◆ Work required: Starting with the line that contains "the dark ground", set down each line through the end of the entries below, exactly and with nothing added.

Records from a collection:
◆ ◆ ◆ ◆ ◆

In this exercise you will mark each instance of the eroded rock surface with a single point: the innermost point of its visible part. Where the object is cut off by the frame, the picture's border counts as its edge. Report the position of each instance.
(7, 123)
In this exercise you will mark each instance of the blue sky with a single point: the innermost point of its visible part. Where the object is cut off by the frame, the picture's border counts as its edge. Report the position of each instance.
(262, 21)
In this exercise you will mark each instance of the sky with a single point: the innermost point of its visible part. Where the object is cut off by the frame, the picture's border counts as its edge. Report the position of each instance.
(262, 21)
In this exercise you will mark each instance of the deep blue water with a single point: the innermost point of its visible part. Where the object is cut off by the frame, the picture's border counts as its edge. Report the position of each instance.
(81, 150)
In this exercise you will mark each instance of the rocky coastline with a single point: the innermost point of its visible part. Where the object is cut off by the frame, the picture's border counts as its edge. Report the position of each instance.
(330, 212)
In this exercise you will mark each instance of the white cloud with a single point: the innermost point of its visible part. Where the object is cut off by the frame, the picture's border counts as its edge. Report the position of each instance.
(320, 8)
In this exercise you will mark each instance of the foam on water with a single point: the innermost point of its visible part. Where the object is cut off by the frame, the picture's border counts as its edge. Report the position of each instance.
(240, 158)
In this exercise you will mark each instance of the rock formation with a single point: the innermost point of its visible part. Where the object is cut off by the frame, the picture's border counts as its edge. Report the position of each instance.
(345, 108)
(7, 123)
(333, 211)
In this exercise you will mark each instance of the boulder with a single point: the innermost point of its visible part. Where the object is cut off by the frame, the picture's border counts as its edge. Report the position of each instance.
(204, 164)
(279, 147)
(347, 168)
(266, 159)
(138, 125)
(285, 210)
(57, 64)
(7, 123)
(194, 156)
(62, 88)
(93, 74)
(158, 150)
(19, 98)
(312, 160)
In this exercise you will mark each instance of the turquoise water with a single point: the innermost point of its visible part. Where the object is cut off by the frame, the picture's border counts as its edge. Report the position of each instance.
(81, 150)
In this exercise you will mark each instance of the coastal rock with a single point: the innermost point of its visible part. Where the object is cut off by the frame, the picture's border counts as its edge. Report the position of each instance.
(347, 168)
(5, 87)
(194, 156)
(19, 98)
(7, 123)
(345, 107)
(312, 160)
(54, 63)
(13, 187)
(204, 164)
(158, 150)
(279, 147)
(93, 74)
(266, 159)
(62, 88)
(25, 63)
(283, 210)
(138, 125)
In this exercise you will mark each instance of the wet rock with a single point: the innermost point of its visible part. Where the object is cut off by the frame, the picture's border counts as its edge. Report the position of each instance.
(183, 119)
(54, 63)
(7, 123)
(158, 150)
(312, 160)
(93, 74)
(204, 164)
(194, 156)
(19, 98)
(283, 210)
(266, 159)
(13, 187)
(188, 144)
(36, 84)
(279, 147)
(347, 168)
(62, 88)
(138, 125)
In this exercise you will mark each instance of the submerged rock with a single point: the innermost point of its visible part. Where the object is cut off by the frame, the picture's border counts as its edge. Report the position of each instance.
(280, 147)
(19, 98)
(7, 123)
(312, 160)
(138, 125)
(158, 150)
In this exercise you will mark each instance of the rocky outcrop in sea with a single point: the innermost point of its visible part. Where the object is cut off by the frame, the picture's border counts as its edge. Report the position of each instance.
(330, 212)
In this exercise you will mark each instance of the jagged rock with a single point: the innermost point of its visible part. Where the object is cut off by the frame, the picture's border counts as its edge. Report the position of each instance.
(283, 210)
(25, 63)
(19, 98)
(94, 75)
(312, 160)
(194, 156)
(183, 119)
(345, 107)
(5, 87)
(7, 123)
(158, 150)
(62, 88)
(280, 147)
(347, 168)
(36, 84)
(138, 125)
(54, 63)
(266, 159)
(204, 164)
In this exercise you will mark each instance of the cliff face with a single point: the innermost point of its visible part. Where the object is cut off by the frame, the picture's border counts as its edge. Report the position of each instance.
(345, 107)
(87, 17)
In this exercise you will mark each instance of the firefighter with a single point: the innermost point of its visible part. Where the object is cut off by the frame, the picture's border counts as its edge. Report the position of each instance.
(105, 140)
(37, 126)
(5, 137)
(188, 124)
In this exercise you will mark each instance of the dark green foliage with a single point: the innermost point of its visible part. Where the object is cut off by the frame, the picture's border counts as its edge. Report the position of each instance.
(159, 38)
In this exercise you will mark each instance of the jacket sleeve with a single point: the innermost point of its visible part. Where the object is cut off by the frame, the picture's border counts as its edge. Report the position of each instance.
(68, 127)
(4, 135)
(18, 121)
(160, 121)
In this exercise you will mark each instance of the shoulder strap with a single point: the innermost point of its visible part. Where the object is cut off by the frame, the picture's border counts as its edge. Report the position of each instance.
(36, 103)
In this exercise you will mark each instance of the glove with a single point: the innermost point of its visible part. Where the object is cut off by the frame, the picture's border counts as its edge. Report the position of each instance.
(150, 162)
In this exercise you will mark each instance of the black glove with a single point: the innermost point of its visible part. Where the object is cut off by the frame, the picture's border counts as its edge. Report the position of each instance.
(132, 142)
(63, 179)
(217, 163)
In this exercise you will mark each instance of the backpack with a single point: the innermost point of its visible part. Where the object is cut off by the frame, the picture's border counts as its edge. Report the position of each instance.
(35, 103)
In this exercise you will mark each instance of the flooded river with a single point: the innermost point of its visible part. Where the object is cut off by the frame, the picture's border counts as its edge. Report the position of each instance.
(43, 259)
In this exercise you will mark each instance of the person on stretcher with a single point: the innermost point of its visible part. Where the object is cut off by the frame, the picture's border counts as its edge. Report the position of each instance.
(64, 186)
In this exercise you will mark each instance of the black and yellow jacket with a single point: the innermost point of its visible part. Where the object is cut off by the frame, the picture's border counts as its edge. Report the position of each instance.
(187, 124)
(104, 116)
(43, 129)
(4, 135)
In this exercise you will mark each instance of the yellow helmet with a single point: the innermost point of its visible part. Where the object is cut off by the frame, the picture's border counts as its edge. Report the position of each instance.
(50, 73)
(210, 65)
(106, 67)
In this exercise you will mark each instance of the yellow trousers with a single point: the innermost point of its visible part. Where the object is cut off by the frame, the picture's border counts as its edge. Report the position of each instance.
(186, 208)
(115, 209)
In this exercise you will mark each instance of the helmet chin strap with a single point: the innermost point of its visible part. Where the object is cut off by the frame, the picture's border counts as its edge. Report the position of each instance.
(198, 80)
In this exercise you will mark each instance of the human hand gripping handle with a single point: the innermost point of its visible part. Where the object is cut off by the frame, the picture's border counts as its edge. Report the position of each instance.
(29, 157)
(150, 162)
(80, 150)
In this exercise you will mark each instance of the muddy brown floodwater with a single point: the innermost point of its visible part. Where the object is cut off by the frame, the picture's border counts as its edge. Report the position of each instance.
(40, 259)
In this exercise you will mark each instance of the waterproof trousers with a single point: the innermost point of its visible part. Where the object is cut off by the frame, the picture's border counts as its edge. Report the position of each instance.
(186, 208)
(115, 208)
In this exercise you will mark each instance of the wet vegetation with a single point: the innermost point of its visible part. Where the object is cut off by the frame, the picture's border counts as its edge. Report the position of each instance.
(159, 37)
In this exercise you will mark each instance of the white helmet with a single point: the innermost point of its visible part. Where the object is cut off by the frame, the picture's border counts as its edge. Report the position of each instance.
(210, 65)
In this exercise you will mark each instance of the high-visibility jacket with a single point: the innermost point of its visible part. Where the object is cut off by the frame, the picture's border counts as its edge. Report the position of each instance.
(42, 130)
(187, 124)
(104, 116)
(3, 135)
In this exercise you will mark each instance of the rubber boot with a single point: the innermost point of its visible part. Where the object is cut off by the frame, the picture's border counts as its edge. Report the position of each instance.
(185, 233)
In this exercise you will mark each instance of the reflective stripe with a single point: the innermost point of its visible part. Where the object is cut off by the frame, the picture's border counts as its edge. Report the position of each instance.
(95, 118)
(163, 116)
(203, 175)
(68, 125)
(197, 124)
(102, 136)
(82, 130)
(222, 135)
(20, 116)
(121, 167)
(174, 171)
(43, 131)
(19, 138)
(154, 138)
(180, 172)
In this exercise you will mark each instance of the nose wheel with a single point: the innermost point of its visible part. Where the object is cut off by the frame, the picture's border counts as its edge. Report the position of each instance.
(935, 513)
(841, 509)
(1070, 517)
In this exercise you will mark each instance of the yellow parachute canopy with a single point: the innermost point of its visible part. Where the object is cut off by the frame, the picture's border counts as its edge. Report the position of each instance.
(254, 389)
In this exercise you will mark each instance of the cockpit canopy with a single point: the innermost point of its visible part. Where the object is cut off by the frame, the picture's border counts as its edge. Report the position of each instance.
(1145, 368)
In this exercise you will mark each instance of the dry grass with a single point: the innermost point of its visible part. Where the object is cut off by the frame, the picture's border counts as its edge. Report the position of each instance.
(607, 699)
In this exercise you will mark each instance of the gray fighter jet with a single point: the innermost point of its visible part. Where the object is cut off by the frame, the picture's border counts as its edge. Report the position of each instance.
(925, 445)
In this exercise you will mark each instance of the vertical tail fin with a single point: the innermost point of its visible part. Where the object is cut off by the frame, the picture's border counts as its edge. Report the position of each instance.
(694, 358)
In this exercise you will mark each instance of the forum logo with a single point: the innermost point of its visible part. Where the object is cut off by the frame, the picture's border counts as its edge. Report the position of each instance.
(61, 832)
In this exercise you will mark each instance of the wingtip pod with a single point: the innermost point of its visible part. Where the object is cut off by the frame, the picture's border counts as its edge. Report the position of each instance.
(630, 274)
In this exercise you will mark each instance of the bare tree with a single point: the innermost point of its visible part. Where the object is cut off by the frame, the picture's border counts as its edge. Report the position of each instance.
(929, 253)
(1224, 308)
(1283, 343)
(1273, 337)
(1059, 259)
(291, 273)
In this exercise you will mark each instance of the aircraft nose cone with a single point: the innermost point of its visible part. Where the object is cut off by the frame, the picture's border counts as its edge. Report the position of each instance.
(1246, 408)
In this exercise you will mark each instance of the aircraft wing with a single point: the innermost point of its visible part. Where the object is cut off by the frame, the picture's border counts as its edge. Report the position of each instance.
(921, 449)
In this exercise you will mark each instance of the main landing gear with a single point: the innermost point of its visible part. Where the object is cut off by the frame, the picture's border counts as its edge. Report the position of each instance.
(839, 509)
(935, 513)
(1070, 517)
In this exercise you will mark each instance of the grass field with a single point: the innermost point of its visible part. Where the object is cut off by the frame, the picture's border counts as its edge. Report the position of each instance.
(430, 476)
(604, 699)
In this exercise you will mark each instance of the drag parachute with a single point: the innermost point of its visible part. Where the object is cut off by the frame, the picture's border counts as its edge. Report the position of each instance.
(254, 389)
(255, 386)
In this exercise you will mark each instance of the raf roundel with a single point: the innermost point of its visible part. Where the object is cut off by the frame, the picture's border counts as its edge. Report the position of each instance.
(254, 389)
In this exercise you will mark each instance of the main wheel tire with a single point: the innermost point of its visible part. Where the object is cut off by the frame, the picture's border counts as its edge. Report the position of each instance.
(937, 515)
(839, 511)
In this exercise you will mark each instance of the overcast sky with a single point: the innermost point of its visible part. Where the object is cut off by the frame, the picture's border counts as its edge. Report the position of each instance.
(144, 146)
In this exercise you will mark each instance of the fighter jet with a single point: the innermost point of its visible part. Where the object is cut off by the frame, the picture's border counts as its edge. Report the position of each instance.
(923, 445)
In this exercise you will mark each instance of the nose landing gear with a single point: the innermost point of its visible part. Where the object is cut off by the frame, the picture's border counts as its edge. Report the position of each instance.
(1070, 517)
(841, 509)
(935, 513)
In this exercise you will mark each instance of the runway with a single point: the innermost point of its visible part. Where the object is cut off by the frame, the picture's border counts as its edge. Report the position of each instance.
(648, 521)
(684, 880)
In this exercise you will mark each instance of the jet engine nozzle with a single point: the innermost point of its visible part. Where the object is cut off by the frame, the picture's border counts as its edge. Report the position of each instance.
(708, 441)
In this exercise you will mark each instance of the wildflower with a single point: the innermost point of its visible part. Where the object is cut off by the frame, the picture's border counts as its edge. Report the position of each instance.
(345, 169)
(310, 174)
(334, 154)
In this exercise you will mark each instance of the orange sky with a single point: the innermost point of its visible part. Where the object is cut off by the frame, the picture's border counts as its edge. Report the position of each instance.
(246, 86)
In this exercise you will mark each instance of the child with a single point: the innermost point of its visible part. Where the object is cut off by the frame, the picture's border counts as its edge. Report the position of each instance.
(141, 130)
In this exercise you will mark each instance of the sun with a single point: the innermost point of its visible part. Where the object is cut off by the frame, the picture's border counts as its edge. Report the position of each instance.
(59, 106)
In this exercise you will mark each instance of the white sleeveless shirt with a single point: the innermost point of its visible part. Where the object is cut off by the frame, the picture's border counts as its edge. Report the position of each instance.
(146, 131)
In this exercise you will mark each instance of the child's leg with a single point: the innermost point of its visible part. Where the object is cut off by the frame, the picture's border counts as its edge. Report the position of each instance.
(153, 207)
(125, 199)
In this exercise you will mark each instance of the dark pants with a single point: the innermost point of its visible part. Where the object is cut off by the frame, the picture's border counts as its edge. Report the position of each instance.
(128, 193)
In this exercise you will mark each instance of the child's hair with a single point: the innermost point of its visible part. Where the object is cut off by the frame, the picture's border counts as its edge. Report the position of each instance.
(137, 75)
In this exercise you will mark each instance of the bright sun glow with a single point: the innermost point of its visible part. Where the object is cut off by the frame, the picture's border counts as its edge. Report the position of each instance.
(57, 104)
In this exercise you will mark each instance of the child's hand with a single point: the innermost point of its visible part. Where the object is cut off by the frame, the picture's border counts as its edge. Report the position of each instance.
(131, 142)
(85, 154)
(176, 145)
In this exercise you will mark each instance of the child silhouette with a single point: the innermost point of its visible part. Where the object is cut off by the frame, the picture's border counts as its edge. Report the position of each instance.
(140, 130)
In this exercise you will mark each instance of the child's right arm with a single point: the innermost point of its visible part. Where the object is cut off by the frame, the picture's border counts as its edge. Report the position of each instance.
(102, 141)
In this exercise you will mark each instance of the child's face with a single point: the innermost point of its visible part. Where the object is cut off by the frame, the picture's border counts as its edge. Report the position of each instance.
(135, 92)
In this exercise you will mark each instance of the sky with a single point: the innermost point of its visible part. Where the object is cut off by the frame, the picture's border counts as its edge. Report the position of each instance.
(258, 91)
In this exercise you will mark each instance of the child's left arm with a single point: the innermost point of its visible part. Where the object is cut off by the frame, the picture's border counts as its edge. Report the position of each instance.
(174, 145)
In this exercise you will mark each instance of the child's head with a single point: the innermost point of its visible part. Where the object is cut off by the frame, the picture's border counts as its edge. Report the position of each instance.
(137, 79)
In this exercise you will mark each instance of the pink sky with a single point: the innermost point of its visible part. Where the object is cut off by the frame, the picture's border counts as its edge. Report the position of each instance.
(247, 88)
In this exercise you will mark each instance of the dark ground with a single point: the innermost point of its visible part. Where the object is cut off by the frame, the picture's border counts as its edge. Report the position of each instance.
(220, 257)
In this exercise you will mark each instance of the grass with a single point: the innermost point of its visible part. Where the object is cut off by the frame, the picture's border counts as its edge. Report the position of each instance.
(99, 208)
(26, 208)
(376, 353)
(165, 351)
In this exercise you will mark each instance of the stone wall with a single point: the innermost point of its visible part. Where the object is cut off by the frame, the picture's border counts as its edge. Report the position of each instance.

◆ ◆ ◆ ◆ ◆

◆ Solution to this problem:
In this exercise you will mark each instance of the dark ground with a single point: the innermost point of its visible part. Where the object is cut off by the frame, the picture's border counts as its edge. Report the position of each instance.
(220, 257)
In this exercise you will mark each instance of the grass with a single point: the innermost point of its visible part. Where the object is cut off by the frame, the picture's border counts as its edge. Report the position of each instance.
(99, 208)
(26, 208)
(376, 353)
(165, 351)
In this exercise you will mark each instance of the stone wall with a single point: the innermost point of its visible part. Where the object is cut off by the frame, the picture's border counts as its edge. Report the position of each instance.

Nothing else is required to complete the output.